> PROBLEM:
Put every one of the lines below into a Markdown table with two columns, No. and Text. Number each row and leave out any blank lines.

******************************

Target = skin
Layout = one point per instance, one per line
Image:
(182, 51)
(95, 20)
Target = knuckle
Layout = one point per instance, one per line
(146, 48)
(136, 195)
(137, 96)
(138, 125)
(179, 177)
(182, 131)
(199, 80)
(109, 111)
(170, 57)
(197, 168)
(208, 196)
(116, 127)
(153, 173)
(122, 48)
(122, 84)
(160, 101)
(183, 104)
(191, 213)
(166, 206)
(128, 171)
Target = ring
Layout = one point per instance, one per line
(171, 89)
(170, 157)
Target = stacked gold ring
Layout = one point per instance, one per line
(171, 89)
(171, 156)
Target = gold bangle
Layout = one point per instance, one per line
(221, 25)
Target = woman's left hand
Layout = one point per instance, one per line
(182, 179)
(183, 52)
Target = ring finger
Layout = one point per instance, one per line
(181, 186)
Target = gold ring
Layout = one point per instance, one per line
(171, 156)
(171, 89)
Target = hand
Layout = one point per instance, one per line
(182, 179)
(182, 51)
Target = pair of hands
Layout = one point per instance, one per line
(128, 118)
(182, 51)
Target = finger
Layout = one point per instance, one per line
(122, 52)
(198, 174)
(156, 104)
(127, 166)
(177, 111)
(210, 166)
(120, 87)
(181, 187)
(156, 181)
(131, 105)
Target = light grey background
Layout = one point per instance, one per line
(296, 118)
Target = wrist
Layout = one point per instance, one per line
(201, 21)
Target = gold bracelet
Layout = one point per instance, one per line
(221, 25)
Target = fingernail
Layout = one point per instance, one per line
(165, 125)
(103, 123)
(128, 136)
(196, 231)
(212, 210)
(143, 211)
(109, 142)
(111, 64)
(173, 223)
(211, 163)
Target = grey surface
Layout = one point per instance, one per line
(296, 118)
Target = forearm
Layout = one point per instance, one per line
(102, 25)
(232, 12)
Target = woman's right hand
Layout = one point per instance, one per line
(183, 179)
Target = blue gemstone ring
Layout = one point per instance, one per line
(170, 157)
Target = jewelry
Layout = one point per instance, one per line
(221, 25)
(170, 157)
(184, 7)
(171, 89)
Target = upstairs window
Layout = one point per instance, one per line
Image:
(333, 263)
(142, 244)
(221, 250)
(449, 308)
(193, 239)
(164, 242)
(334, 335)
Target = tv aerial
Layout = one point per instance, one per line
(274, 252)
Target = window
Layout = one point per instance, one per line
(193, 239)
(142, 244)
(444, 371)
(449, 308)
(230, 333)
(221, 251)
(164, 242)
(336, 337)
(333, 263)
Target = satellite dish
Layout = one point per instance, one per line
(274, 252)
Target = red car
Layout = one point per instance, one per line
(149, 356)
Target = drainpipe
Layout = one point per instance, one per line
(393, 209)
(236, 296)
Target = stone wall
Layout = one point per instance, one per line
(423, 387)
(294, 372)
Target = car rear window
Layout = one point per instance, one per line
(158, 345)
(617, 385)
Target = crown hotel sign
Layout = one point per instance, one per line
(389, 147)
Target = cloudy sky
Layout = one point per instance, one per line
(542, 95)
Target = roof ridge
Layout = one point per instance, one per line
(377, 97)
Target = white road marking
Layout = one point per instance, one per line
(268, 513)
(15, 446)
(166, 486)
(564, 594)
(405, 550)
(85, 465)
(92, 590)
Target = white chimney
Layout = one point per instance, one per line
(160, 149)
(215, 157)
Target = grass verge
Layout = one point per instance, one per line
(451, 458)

******************************

> EXPECTED ANSWER:
| No. | Text |
|---|---|
| 1 | Target = skin |
| 2 | Layout = one point per instance, one per line |
| 3 | Image: |
| 4 | (182, 51) |
| 5 | (95, 20) |
| 6 | Target = knuckle |
| 7 | Layout = one point per instance, one per line |
| 8 | (146, 48) |
| 9 | (136, 195) |
| 10 | (137, 96) |
| 11 | (138, 125) |
| 12 | (179, 177) |
| 13 | (182, 131) |
| 14 | (199, 80) |
| 15 | (109, 111) |
| 16 | (170, 57) |
| 17 | (197, 168) |
| 18 | (208, 196) |
| 19 | (116, 127) |
| 20 | (153, 173) |
| 21 | (122, 48) |
| 22 | (122, 84) |
| 23 | (160, 101) |
| 24 | (183, 104) |
| 25 | (191, 213) |
| 26 | (166, 206) |
| 27 | (128, 171) |
| 28 | Target = ring |
| 29 | Layout = one point per instance, one per line |
| 30 | (171, 89) |
| 31 | (170, 157) |
| 32 | Target = stacked gold ring |
| 33 | Layout = one point per instance, one per line |
| 34 | (171, 89) |
| 35 | (171, 156) |
| 36 | Target = gold bangle |
| 37 | Layout = one point per instance, one per line |
| 38 | (221, 25) |
| 39 | Target = woman's left hand |
| 40 | Layout = one point per instance, one per line |
| 41 | (182, 179) |
| 42 | (183, 52) |
| 43 | Target = ring finger |
| 44 | Layout = one point per instance, one per line |
| 45 | (181, 186) |
| 46 | Target = gold ring |
| 47 | Layout = one point per instance, one per line |
| 48 | (171, 156) |
| 49 | (171, 89) |
| 50 | Target = hand |
| 51 | Layout = one point per instance, one per line |
| 52 | (182, 179) |
| 53 | (182, 51) |
| 54 | Target = pair of hands |
| 55 | Layout = one point per instance, one per line |
| 56 | (128, 118) |
| 57 | (182, 51) |
| 58 | Target = finger |
| 59 | Layout = one point per instance, one per line |
| 60 | (122, 52) |
| 61 | (198, 174) |
| 62 | (156, 104) |
| 63 | (127, 166) |
| 64 | (177, 111) |
| 65 | (210, 166) |
| 66 | (120, 87) |
| 67 | (181, 187) |
| 68 | (156, 181) |
| 69 | (131, 105) |
| 70 | Target = light grey background |
| 71 | Layout = one point per instance, one per line |
| 72 | (296, 118) |
| 73 | Target = wrist |
| 74 | Layout = one point per instance, one per line |
| 75 | (201, 21) |
| 76 | Target = gold bracelet |
| 77 | Layout = one point per instance, one per line |
| 78 | (221, 25) |
| 79 | Target = fingernail |
| 80 | Layout = one point per instance, one per line |
| 81 | (165, 125) |
| 82 | (103, 123) |
| 83 | (128, 136) |
| 84 | (196, 231) |
| 85 | (212, 210) |
| 86 | (143, 211) |
| 87 | (109, 142) |
| 88 | (111, 64) |
| 89 | (173, 223) |
| 90 | (211, 163) |
| 91 | Target = grey surface |
| 92 | Layout = one point per instance, one per line |
| 93 | (296, 118) |
| 94 | Target = forearm |
| 95 | Layout = one point per instance, one per line |
| 96 | (102, 25) |
| 97 | (232, 12) |
| 98 | Target = woman's right hand |
| 99 | Layout = one point per instance, one per line |
| 100 | (183, 179) |
| 101 | Target = blue gemstone ring |
| 102 | Layout = one point per instance, one per line |
| 103 | (170, 157) |
| 104 | Target = jewelry |
| 105 | Layout = one point per instance, one per line |
| 106 | (221, 25) |
| 107 | (170, 157) |
| 108 | (184, 7) |
| 109 | (171, 89) |
| 110 | Target = upstairs window |
| 111 | Layout = one point per instance, one per line |
| 112 | Image: |
| 113 | (333, 263) |
| 114 | (142, 244) |
| 115 | (221, 250) |
| 116 | (449, 308) |
| 117 | (193, 239) |
| 118 | (164, 242) |
| 119 | (334, 335) |
| 120 | Target = tv aerial |
| 121 | Layout = one point per instance, one per line |
| 122 | (274, 252) |
| 123 | Target = window |
| 124 | Layout = one point per instance, one per line |
| 125 | (193, 239) |
| 126 | (142, 244) |
| 127 | (444, 371) |
| 128 | (449, 308) |
| 129 | (230, 333) |
| 130 | (221, 251) |
| 131 | (164, 242) |
| 132 | (336, 337) |
| 133 | (333, 263) |
| 134 | Target = satellite dish |
| 135 | Layout = one point per instance, one per line |
| 136 | (274, 252) |
| 137 | Target = red car |
| 138 | Layout = one point per instance, one per line |
| 139 | (149, 356) |
| 140 | Target = drainpipe |
| 141 | Layout = one point per instance, one per line |
| 142 | (393, 209) |
| 143 | (236, 296) |
| 144 | Target = stone wall |
| 145 | Layout = one point per instance, one per line |
| 146 | (423, 387) |
| 147 | (294, 372) |
| 148 | Target = car rear window |
| 149 | Layout = one point per instance, one per line |
| 150 | (158, 345) |
| 151 | (617, 385) |
| 152 | Target = crown hotel sign |
| 153 | Layout = one point per instance, one per line |
| 154 | (389, 147) |
| 155 | Target = cloudy sky |
| 156 | Layout = one point per instance, one per line |
| 157 | (542, 95) |
| 158 | Target = roof ridge |
| 159 | Layout = one point per instance, one per line |
| 160 | (377, 97) |
| 161 | Target = white road marking |
| 162 | Layout = one point per instance, one per line |
| 163 | (268, 513) |
| 164 | (15, 446) |
| 165 | (166, 486) |
| 166 | (564, 594) |
| 167 | (405, 550) |
| 168 | (85, 465) |
| 169 | (92, 590) |
| 170 | Target = white chimney |
| 171 | Layout = one point per instance, one per line |
| 172 | (160, 149) |
| 173 | (215, 157) |
| 174 | Target = grass verge |
| 175 | Layout = one point per instance, one per line |
| 176 | (451, 458) |